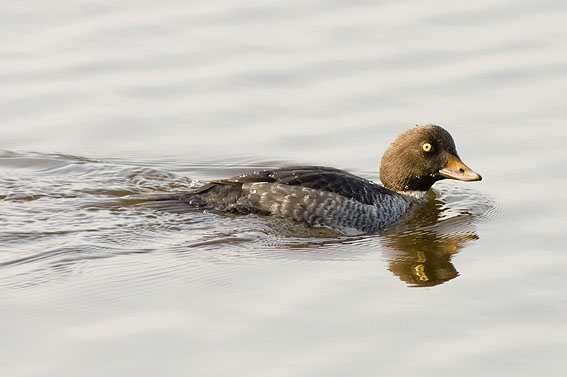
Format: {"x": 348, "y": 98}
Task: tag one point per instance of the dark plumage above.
{"x": 336, "y": 199}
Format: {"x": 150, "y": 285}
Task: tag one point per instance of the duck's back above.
{"x": 319, "y": 196}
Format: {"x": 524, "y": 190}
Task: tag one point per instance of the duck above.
{"x": 336, "y": 199}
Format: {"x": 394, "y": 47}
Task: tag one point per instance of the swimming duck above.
{"x": 336, "y": 199}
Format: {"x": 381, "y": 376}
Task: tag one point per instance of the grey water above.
{"x": 101, "y": 101}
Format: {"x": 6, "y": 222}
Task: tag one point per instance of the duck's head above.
{"x": 420, "y": 157}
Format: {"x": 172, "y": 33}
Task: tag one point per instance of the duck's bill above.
{"x": 456, "y": 169}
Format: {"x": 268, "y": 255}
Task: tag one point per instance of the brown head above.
{"x": 420, "y": 157}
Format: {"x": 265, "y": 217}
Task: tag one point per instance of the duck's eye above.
{"x": 427, "y": 147}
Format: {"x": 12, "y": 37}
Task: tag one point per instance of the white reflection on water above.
{"x": 154, "y": 92}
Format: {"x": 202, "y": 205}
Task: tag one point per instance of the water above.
{"x": 100, "y": 101}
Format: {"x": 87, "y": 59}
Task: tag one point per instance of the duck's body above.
{"x": 333, "y": 198}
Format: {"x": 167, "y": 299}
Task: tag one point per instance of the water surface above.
{"x": 102, "y": 101}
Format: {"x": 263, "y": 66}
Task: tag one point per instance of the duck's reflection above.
{"x": 420, "y": 248}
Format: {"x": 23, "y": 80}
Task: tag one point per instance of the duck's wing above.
{"x": 316, "y": 177}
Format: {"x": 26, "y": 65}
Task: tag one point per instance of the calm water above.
{"x": 103, "y": 100}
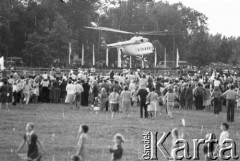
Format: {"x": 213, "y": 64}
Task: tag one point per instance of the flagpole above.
{"x": 93, "y": 55}
{"x": 119, "y": 58}
{"x": 69, "y": 54}
{"x": 165, "y": 58}
{"x": 155, "y": 63}
{"x": 177, "y": 59}
{"x": 107, "y": 57}
{"x": 82, "y": 54}
{"x": 130, "y": 59}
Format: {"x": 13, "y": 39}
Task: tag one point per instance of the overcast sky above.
{"x": 223, "y": 15}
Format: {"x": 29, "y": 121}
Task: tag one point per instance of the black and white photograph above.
{"x": 119, "y": 80}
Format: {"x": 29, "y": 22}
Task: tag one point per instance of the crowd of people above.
{"x": 117, "y": 92}
{"x": 120, "y": 91}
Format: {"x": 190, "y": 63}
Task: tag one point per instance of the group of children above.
{"x": 33, "y": 143}
{"x": 33, "y": 154}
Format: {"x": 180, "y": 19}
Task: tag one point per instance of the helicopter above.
{"x": 137, "y": 46}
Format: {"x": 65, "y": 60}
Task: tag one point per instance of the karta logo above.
{"x": 152, "y": 146}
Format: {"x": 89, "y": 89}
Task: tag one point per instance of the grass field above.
{"x": 57, "y": 126}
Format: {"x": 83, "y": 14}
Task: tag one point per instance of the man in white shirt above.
{"x": 78, "y": 90}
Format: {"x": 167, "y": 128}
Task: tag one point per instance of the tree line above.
{"x": 39, "y": 31}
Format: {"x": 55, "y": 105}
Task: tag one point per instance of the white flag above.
{"x": 2, "y": 63}
{"x": 82, "y": 54}
{"x": 177, "y": 61}
{"x": 93, "y": 55}
{"x": 107, "y": 57}
{"x": 119, "y": 58}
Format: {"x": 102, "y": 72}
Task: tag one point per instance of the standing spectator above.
{"x": 4, "y": 91}
{"x": 15, "y": 93}
{"x": 189, "y": 97}
{"x": 142, "y": 93}
{"x": 238, "y": 100}
{"x": 56, "y": 90}
{"x": 32, "y": 140}
{"x": 113, "y": 100}
{"x": 170, "y": 98}
{"x": 63, "y": 91}
{"x": 82, "y": 142}
{"x": 152, "y": 98}
{"x": 117, "y": 150}
{"x": 103, "y": 99}
{"x": 45, "y": 91}
{"x": 70, "y": 88}
{"x": 207, "y": 97}
{"x": 85, "y": 93}
{"x": 143, "y": 82}
{"x": 27, "y": 91}
{"x": 198, "y": 94}
{"x": 231, "y": 96}
{"x": 183, "y": 96}
{"x": 79, "y": 90}
{"x": 126, "y": 98}
{"x": 216, "y": 99}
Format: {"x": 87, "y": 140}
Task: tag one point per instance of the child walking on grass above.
{"x": 82, "y": 142}
{"x": 117, "y": 150}
{"x": 32, "y": 140}
{"x": 175, "y": 136}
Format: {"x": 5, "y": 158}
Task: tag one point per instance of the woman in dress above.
{"x": 32, "y": 140}
{"x": 216, "y": 99}
{"x": 152, "y": 98}
{"x": 207, "y": 97}
{"x": 170, "y": 97}
{"x": 27, "y": 91}
{"x": 82, "y": 142}
{"x": 4, "y": 91}
{"x": 103, "y": 99}
{"x": 126, "y": 98}
{"x": 198, "y": 95}
{"x": 114, "y": 99}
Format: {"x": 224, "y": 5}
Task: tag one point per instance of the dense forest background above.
{"x": 39, "y": 31}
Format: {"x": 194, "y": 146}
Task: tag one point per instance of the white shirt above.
{"x": 224, "y": 135}
{"x": 70, "y": 88}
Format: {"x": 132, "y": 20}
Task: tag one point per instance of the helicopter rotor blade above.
{"x": 109, "y": 30}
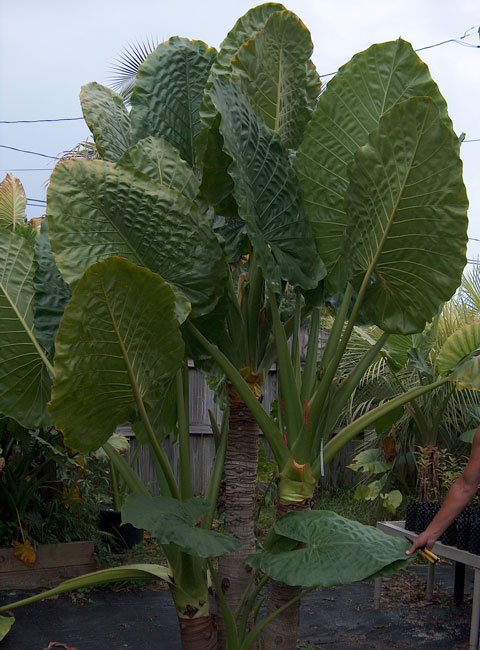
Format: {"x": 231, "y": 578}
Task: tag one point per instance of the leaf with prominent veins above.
{"x": 25, "y": 372}
{"x": 275, "y": 73}
{"x": 405, "y": 242}
{"x": 117, "y": 347}
{"x": 349, "y": 109}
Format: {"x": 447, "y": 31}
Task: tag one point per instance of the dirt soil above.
{"x": 336, "y": 618}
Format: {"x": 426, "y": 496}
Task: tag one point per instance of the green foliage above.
{"x": 360, "y": 552}
{"x": 173, "y": 522}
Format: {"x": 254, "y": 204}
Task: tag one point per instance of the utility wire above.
{"x": 458, "y": 41}
{"x": 60, "y": 119}
{"x": 35, "y": 153}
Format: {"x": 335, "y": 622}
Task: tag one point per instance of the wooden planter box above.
{"x": 55, "y": 562}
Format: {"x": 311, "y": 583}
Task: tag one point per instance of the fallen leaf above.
{"x": 25, "y": 552}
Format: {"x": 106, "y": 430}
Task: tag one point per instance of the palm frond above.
{"x": 126, "y": 66}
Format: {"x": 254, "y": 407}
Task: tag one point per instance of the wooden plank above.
{"x": 442, "y": 550}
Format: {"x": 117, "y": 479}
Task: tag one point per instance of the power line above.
{"x": 34, "y": 153}
{"x": 458, "y": 41}
{"x": 60, "y": 119}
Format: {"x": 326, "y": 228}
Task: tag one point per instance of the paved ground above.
{"x": 337, "y": 618}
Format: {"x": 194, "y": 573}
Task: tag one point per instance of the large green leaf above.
{"x": 6, "y": 623}
{"x": 217, "y": 185}
{"x": 458, "y": 346}
{"x": 407, "y": 211}
{"x": 160, "y": 161}
{"x": 267, "y": 193}
{"x": 117, "y": 345}
{"x": 459, "y": 357}
{"x": 174, "y": 522}
{"x": 168, "y": 90}
{"x": 245, "y": 28}
{"x": 24, "y": 378}
{"x": 339, "y": 551}
{"x": 51, "y": 292}
{"x": 97, "y": 209}
{"x": 349, "y": 109}
{"x": 107, "y": 118}
{"x": 274, "y": 71}
{"x": 12, "y": 203}
{"x": 104, "y": 576}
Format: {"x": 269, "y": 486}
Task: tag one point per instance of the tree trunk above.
{"x": 198, "y": 633}
{"x": 240, "y": 481}
{"x": 282, "y": 633}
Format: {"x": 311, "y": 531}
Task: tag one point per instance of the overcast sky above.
{"x": 49, "y": 48}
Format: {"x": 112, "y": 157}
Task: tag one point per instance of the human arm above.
{"x": 459, "y": 495}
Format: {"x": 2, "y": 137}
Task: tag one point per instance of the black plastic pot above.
{"x": 122, "y": 537}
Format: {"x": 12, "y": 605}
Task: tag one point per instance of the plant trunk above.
{"x": 282, "y": 632}
{"x": 198, "y": 633}
{"x": 240, "y": 481}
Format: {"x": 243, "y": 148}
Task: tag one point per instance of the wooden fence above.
{"x": 202, "y": 448}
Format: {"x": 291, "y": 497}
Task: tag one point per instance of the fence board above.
{"x": 202, "y": 447}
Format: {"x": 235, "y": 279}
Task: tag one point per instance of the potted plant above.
{"x": 121, "y": 536}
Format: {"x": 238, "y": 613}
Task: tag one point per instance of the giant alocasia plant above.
{"x": 375, "y": 191}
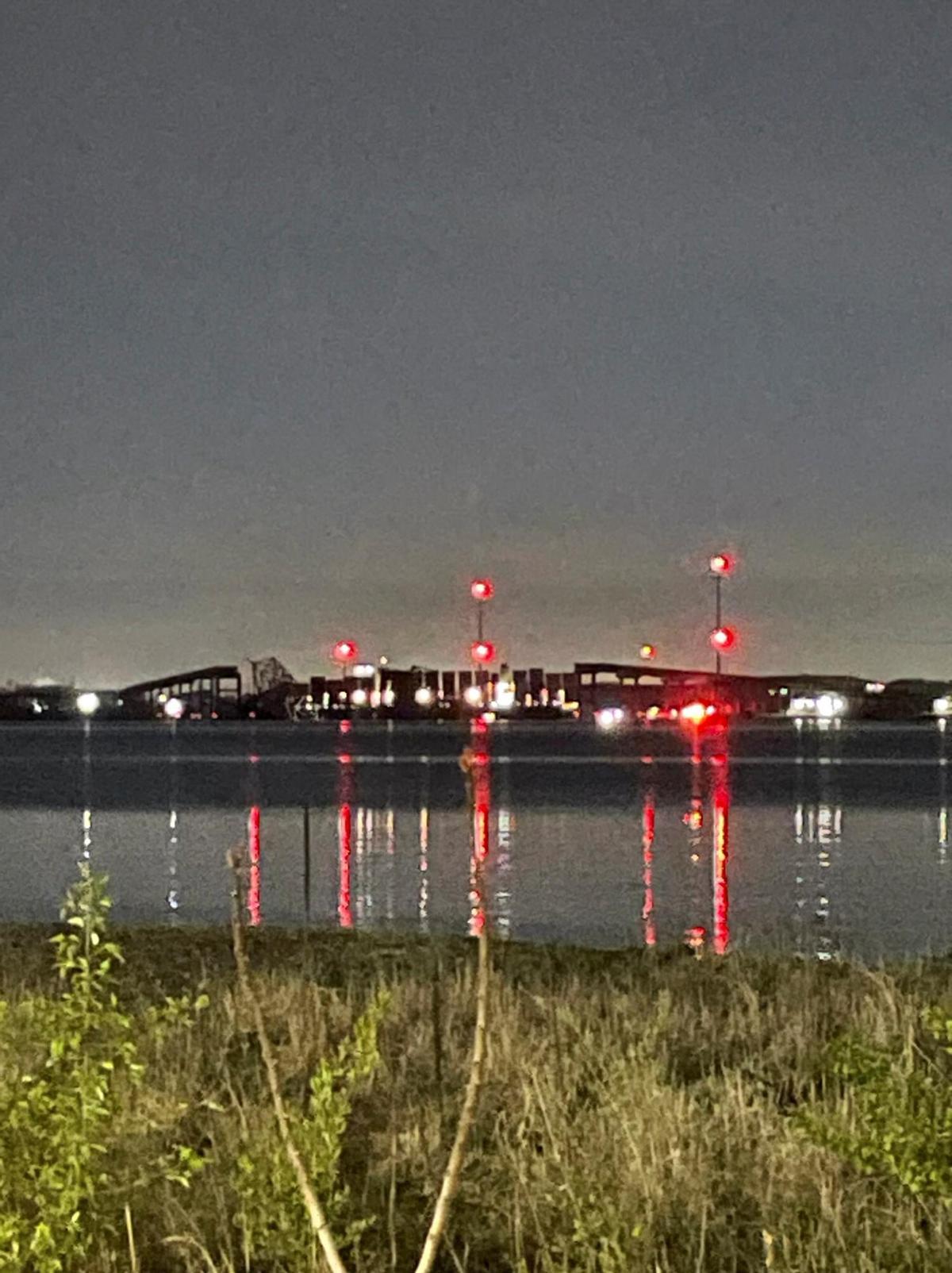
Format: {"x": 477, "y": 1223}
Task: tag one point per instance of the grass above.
{"x": 640, "y": 1112}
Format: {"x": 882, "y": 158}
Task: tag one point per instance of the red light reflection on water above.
{"x": 722, "y": 833}
{"x": 345, "y": 796}
{"x": 651, "y": 936}
{"x": 255, "y": 864}
{"x": 478, "y": 767}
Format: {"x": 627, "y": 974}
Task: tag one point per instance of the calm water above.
{"x": 823, "y": 840}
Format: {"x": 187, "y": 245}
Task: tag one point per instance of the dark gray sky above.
{"x": 311, "y": 310}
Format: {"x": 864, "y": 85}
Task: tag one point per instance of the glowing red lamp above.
{"x": 482, "y": 651}
{"x": 345, "y": 652}
{"x": 724, "y": 638}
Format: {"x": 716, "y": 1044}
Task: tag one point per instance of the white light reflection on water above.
{"x": 816, "y": 857}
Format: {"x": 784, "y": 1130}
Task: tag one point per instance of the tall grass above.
{"x": 639, "y": 1113}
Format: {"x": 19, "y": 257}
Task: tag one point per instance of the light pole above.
{"x": 482, "y": 651}
{"x": 722, "y": 638}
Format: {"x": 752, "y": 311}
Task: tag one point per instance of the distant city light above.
{"x": 830, "y": 706}
{"x": 694, "y": 713}
{"x": 724, "y": 638}
{"x": 345, "y": 652}
{"x": 482, "y": 651}
{"x": 826, "y": 707}
{"x": 722, "y": 564}
{"x": 505, "y": 697}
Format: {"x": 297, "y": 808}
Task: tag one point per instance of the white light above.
{"x": 830, "y": 706}
{"x": 505, "y": 697}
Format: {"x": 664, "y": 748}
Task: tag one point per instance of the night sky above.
{"x": 312, "y": 311}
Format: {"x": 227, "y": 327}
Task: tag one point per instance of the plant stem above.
{"x": 312, "y": 1205}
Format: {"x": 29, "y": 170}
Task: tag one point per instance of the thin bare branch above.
{"x": 467, "y": 1114}
{"x": 312, "y": 1205}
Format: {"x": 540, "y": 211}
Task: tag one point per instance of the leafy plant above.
{"x": 896, "y": 1117}
{"x": 67, "y": 1062}
{"x": 63, "y": 1060}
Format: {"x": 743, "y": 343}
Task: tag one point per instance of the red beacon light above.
{"x": 482, "y": 651}
{"x": 720, "y": 564}
{"x": 724, "y": 640}
{"x": 345, "y": 652}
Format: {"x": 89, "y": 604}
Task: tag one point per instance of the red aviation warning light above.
{"x": 482, "y": 651}
{"x": 724, "y": 640}
{"x": 345, "y": 652}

*THE PROBLEM*
Find every line in the entries above that contains the word "head", matching case, and copy each one.

*REPLY*
Task: tag one point per instance of the duck's head above.
Task: tag one point per instance of the brown head above.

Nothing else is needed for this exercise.